INSTRUCTIONS FOR THE TASK:
Write out every line of the items below, requests included, but scale each coordinate in the answers by 2.6 and round it to a whole number, with halves going up. Leave the pictures out.

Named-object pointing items

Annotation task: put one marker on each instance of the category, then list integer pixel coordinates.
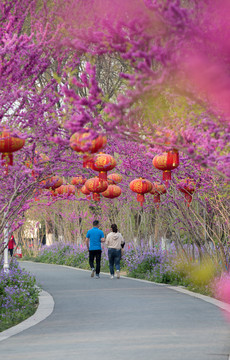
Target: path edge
(45, 309)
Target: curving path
(118, 320)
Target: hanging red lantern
(83, 143)
(65, 190)
(158, 190)
(103, 163)
(167, 161)
(9, 143)
(78, 181)
(52, 183)
(96, 186)
(187, 187)
(114, 179)
(112, 192)
(141, 187)
(86, 192)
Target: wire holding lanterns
(187, 187)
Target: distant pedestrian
(115, 243)
(11, 245)
(94, 238)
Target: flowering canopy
(165, 86)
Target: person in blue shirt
(94, 238)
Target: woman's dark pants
(114, 259)
(92, 255)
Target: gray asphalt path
(101, 319)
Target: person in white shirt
(114, 242)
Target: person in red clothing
(11, 245)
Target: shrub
(18, 296)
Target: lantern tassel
(140, 199)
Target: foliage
(141, 262)
(18, 296)
(140, 72)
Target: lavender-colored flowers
(18, 295)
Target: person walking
(94, 238)
(11, 245)
(114, 242)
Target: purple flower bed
(18, 296)
(140, 261)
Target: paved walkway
(118, 320)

THE OUTPUT:
Annotation task: put one marker on each instance of the category, then list integer pixel coordinates.
Target: path edge
(117, 803)
Target: curving path
(307, 832)
Target: hanging red lantern
(216, 372)
(169, 494)
(411, 494)
(268, 424)
(434, 419)
(23, 372)
(203, 471)
(135, 476)
(250, 484)
(486, 486)
(296, 465)
(291, 499)
(367, 486)
(224, 499)
Target: wire holding lanterns
(486, 486)
Target: distant pedestrian
(299, 632)
(29, 637)
(244, 619)
Target: flowering canopy
(429, 224)
Target: person in blue shirt
(244, 619)
Target: woman's dark pants
(296, 673)
(239, 663)
Target: gray asphalt path
(263, 829)
Target: person in white shirt
(296, 629)
Target: person in red clothing
(29, 637)
Target: shrub
(47, 770)
Target: lantern tassel
(364, 517)
Target: foliage
(367, 681)
(47, 770)
(364, 187)
Target: lavender-colored flowers
(47, 767)
Target: person walking
(244, 619)
(29, 637)
(296, 629)
Target: purple flower bed
(47, 770)
(364, 679)
Target: paved walkway
(307, 832)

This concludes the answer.